SET EXERCISE:
Rewrite the stretch of the listing from the line containing "Verification task: does this scene contain any weed?" through its end, changing "weed" to "water plant" and leaving everything else as it is.

GIVEN ENTRIES:

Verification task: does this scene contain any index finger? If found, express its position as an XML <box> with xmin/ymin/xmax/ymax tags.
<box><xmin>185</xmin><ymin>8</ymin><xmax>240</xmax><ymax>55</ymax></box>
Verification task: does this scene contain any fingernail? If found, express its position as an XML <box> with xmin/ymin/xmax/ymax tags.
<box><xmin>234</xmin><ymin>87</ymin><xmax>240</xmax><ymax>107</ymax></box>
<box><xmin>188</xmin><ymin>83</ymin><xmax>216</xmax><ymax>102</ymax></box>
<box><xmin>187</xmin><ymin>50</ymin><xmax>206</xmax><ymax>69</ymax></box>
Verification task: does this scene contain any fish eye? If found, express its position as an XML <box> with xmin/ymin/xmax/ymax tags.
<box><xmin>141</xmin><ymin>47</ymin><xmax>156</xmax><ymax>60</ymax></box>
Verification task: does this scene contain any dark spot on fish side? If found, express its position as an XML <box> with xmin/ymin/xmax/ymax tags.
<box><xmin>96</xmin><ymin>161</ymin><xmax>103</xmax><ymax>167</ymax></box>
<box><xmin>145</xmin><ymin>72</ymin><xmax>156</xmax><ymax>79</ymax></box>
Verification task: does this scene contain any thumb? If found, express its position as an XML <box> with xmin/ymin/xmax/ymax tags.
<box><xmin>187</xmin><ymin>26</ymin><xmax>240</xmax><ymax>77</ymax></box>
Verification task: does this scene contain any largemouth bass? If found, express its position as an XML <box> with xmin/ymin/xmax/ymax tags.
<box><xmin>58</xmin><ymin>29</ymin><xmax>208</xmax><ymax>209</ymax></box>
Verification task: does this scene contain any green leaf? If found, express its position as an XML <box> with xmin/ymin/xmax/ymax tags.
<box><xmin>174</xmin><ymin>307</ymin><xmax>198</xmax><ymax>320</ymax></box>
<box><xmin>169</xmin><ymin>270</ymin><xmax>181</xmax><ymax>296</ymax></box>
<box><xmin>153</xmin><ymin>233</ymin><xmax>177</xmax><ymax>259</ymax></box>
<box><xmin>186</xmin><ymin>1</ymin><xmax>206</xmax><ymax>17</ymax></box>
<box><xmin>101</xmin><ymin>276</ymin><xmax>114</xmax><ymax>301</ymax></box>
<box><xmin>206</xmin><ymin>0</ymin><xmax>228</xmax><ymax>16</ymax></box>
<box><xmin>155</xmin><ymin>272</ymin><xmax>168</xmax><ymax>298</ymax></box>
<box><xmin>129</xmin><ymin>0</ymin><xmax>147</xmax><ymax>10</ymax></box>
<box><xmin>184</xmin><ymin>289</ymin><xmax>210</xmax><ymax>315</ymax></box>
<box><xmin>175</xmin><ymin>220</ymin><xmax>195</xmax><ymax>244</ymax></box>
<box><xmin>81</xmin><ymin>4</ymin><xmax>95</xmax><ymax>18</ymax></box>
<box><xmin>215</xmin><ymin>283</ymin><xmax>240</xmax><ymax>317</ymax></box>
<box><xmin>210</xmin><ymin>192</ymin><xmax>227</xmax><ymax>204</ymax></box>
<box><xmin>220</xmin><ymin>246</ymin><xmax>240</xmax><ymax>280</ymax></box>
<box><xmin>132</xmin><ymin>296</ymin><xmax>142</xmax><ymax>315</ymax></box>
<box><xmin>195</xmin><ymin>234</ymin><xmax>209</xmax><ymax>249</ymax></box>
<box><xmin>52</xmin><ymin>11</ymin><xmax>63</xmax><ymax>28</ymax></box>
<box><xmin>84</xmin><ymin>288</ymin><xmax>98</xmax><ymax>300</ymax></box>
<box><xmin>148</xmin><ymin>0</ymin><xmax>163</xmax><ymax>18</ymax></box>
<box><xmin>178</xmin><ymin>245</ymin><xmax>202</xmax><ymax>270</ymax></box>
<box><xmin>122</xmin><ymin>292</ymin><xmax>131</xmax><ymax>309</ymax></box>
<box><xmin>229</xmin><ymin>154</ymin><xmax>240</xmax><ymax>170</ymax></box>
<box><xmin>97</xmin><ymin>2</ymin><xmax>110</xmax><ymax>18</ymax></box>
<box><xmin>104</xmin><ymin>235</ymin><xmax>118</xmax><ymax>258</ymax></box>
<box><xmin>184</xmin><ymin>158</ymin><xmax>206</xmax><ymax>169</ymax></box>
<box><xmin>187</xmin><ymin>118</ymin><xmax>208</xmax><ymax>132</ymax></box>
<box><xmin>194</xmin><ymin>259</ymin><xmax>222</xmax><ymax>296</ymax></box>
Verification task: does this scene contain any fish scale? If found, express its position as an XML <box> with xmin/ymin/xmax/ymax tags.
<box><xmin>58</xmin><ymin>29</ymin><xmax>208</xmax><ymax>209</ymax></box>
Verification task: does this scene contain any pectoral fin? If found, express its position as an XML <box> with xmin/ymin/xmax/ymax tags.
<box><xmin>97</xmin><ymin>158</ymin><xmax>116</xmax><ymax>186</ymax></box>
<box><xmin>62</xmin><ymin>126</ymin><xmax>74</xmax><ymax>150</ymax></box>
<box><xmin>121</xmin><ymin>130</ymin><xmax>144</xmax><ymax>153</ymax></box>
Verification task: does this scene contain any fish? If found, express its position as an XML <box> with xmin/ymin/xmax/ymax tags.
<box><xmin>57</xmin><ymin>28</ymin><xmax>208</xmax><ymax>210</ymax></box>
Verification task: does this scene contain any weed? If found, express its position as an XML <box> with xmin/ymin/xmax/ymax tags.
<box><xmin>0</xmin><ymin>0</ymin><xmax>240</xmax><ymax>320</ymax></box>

ANSWER:
Verification task: does this scene contain any water plant? If found, express its position as an XML <box> with xmin/ymin/xmax/ymax tags.
<box><xmin>0</xmin><ymin>0</ymin><xmax>240</xmax><ymax>320</ymax></box>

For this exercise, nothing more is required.